— Directions for this task —
Rewrite the stretch from the start of the listing through the line that contains "97], [193, 138]]", replacing "dry grass" with "dry weeds" and keeping everything else unchanged. Leave the pictures out of your answer.

[Named object pointing listing]
•••••

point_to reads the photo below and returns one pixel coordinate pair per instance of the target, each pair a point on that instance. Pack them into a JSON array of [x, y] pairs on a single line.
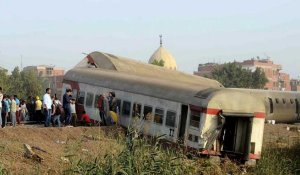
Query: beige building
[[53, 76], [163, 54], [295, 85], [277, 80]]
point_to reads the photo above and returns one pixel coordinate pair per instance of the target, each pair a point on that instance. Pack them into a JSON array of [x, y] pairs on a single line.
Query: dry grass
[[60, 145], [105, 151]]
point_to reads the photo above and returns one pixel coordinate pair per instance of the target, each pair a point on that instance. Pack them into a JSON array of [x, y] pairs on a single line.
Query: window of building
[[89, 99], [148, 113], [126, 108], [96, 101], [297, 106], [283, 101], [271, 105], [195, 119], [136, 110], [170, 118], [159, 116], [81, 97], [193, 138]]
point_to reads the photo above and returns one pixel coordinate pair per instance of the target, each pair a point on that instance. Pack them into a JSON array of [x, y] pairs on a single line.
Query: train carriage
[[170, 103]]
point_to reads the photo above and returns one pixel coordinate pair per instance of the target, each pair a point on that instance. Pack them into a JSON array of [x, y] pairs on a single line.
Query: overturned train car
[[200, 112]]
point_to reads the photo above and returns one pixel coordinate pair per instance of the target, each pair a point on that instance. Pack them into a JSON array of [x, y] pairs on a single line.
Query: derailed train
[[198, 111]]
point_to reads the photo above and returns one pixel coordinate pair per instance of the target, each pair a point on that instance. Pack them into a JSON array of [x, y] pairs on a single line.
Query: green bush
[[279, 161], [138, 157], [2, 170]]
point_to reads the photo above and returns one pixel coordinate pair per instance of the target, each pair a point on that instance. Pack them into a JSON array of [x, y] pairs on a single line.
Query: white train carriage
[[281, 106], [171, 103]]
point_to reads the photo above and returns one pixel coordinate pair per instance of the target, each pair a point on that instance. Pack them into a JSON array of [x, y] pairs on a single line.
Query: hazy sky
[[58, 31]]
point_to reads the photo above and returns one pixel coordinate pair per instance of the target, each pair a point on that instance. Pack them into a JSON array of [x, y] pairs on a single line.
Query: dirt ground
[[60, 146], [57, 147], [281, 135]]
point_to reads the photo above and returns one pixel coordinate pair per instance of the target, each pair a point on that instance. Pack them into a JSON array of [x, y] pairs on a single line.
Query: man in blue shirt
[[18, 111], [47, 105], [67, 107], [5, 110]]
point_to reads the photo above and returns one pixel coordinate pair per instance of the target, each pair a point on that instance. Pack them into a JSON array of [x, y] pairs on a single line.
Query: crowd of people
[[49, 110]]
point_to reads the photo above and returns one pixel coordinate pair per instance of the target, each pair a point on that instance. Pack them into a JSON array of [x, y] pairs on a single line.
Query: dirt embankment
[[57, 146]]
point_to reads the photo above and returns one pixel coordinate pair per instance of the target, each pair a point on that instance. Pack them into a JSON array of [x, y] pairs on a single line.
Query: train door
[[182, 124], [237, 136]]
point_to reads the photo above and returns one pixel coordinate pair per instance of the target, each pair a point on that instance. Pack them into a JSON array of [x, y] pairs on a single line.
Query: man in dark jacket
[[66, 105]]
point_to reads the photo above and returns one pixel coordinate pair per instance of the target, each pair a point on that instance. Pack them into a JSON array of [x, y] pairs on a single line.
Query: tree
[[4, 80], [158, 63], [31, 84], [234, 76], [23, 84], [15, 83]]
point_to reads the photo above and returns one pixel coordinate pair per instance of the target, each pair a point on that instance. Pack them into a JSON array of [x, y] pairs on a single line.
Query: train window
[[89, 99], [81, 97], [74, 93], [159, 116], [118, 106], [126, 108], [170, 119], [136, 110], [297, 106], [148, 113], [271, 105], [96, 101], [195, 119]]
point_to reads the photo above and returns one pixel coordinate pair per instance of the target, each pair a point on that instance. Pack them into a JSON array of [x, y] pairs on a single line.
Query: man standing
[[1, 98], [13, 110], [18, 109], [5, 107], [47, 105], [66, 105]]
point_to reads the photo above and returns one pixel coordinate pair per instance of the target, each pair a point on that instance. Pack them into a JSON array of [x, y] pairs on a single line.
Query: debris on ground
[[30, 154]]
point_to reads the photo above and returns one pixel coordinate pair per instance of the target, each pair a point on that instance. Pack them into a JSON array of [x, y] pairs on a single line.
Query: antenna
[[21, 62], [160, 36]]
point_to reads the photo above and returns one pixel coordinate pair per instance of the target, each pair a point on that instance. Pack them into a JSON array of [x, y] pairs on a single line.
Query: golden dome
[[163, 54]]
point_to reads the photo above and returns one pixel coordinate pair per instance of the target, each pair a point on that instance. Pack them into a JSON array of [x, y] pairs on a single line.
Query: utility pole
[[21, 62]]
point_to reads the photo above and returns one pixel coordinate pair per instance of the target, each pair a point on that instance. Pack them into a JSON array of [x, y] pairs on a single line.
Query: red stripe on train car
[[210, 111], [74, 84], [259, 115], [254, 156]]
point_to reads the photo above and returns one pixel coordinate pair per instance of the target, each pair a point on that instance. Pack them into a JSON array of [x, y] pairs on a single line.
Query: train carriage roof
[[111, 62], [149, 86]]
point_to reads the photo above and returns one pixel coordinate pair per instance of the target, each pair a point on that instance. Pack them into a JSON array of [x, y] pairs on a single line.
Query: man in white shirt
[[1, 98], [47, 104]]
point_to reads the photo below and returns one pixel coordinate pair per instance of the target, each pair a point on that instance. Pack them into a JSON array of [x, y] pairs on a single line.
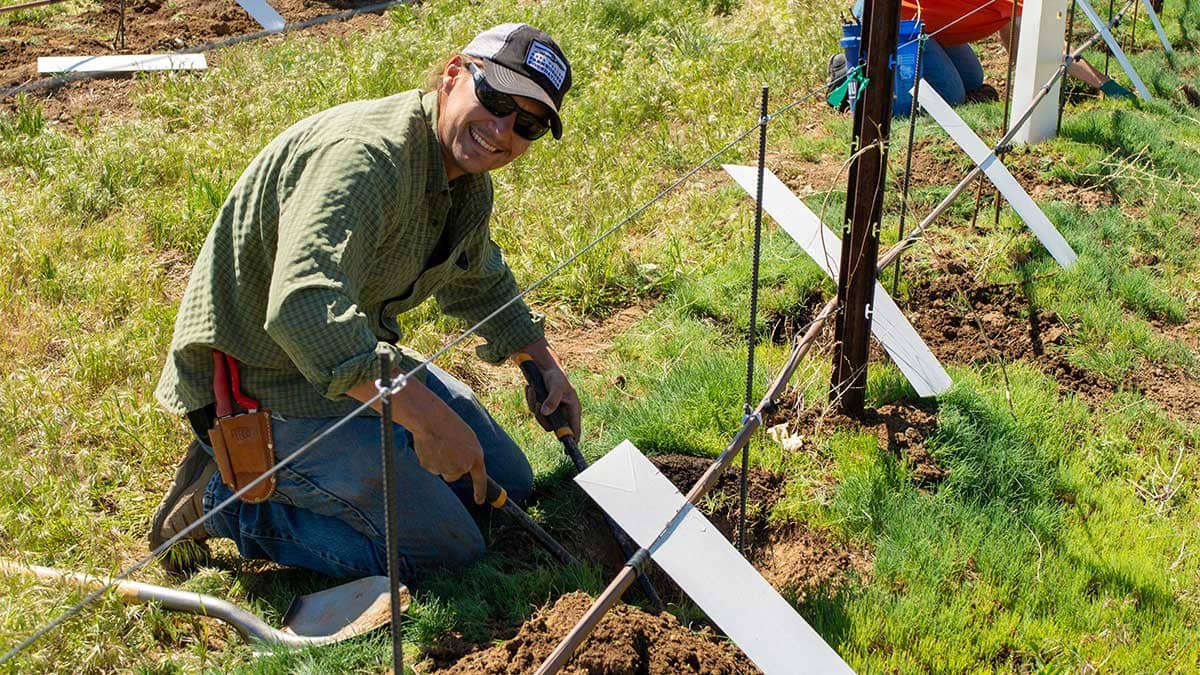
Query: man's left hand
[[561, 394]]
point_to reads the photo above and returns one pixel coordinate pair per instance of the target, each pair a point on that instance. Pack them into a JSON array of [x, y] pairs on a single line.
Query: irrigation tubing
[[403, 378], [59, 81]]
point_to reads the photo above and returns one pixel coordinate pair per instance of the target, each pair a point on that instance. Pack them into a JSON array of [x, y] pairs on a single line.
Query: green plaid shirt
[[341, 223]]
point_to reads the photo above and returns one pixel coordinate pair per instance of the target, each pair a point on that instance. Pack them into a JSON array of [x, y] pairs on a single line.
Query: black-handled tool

•••••

— Written answer —
point_to reads the photo below and returns one pixel coordinate pair per instance of the target, each pair a point on that instance. Pack them into a JSON array of [x, y] pairs on a single line.
Query: beige building
[[53, 76], [163, 54], [295, 85], [277, 80]]
point_to reads the photo above and returns one pixel coordinate pair per instance of the target, each pair a point on that instance. Pack them into a JSON array of [x, y] pairs on a single line.
Query: dry weeds
[[60, 145], [105, 151]]
point_to reads the photo above and returns one pixel coordinate pair per instance of the target, each pair a point on that instance. Pack them into a JSON array of [x, y] pairs on a single line.
Query: window of building
[[89, 99], [148, 113], [126, 108], [96, 101], [297, 106], [283, 101], [271, 105], [195, 119], [136, 110], [170, 118], [159, 116], [81, 97], [193, 138]]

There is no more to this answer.